--- START OF SOURCE EXTRACT ---
ENERGY: ENEA-patented technology to produce methane from olive mill wastewater

11/5/2015

A fuel gas mix from olive mill wastewater, i.e. how to convert a highly-polluting substance into energy. A technology patented by the ENEA Nuclear Technologies Laboratory as a solution to the environmental impact of olive mill wastewater.

In order to reduce treatment costs, olive mill wastewater is released on farming soils in a controlled way for its action as both fertilizer and herbicide; yet such an operation can cost up to 10 €/m3, besides some negative aspects that must be stressed: soil composition can be altered, water bodies risk to be contaminated, the relevant regulations are barely enforced.

“According to a study by researchers of the University of Thessaloniki [1] 1 m3 of olive mill wastewater has the same polluting ‘potential’ as 100-200 m3 of urban wastewater – says Silvano Tosti, ENEA expert researcher – Yet, if properly pre-treated, such wastewater can be used to produce a gas mix (syngas) rich in hydrogen, CO2, methane, CO, and other gases, to be used for energy purposes”.

Specifically, approximately 18 m3 of hydrogen have been produced from 1 m3 of olive mill wastewater in laboratory tests [2]: according to this process, wastewater is first filtered and concentrated and then sent to a fixed-bed catalytic reactor, where the gas mix is produced through steam reforming reactions.
--- END OF SOURCE EXTRACT ---
--- START OF PROVIDED DATA ---
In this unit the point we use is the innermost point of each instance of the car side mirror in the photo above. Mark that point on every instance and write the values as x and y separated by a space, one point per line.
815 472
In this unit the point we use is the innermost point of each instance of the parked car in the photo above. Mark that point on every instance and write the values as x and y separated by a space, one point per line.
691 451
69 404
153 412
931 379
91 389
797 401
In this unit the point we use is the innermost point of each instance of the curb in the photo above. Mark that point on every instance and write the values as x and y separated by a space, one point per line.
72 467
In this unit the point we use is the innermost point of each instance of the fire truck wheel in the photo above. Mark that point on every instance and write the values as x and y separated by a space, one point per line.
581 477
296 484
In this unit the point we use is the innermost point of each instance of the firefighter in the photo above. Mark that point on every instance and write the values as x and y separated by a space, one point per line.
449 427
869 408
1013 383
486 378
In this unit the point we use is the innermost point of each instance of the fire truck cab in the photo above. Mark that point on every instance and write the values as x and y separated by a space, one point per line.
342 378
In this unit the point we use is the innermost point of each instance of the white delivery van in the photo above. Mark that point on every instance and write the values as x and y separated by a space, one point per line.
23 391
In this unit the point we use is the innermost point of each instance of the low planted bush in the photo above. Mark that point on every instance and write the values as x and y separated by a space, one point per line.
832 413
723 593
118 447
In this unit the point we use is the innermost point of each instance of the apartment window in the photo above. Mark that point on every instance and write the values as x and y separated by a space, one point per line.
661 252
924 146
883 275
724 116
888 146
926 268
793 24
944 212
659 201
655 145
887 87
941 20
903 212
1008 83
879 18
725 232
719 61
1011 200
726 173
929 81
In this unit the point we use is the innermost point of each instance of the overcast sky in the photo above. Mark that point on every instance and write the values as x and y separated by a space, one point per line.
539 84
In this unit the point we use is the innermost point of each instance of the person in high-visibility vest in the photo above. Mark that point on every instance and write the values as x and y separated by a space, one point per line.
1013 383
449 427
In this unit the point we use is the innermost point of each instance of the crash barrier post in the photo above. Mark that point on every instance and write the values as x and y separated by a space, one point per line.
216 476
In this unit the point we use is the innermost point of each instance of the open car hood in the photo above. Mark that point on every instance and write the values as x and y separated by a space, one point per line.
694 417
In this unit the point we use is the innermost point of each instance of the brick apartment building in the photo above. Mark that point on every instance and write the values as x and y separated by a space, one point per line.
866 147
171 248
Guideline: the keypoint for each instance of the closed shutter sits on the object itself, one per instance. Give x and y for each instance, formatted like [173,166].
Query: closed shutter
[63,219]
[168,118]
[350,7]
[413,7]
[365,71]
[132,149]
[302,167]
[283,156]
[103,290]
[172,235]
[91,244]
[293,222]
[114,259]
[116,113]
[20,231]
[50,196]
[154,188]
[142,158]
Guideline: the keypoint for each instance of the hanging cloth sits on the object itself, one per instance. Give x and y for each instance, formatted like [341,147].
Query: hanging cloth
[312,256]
--- END OF PROVIDED DATA ---
-- SET OF TASKS --
1. Decide whether each statement agrees with the article on methane from olive mill wastewater. Answer yes or no, and quote the words from the article that settle it.
(a) The ENEA Nuclear Technologies Laboratory patented the technology.
(b) Releasing the wastewater on farming soils can cost up to 20 €/m3.
(c) In the laboratory process, the wastewater goes to a fluidized-bed reactor.
2. Write a continuation of the article on methane from olive mill wastewater, starting after its last sentence.
The lines have nothing to do with the article on methane from olive mill wastewater.

-- SOLVED TASKS --
1.
(a) Yes: "A technology patented by the ENEA Nuclear Technologies Laboratory"
(b) No: "such an operation can cost up to 10 €/m3"
(c) No: "then sent to a fixed-bed catalytic reactor"

2.
Actually, the olive mill wastewater is a biomass composed of organic substance and water which, once vaporized, reacts in the presence of proper catalysts ; this is the case of the steam reforming  that converts the organic compounds into syngas. If a membrane reactor is used, ultra-pure hydrogen can be directly separated obtaining high reaction yields. 
The energy needed for the reforming process, heavily affecting the operation costs, can be supplied by burning olive pomaces (the solid olive mill waste) and part of the syngas produced.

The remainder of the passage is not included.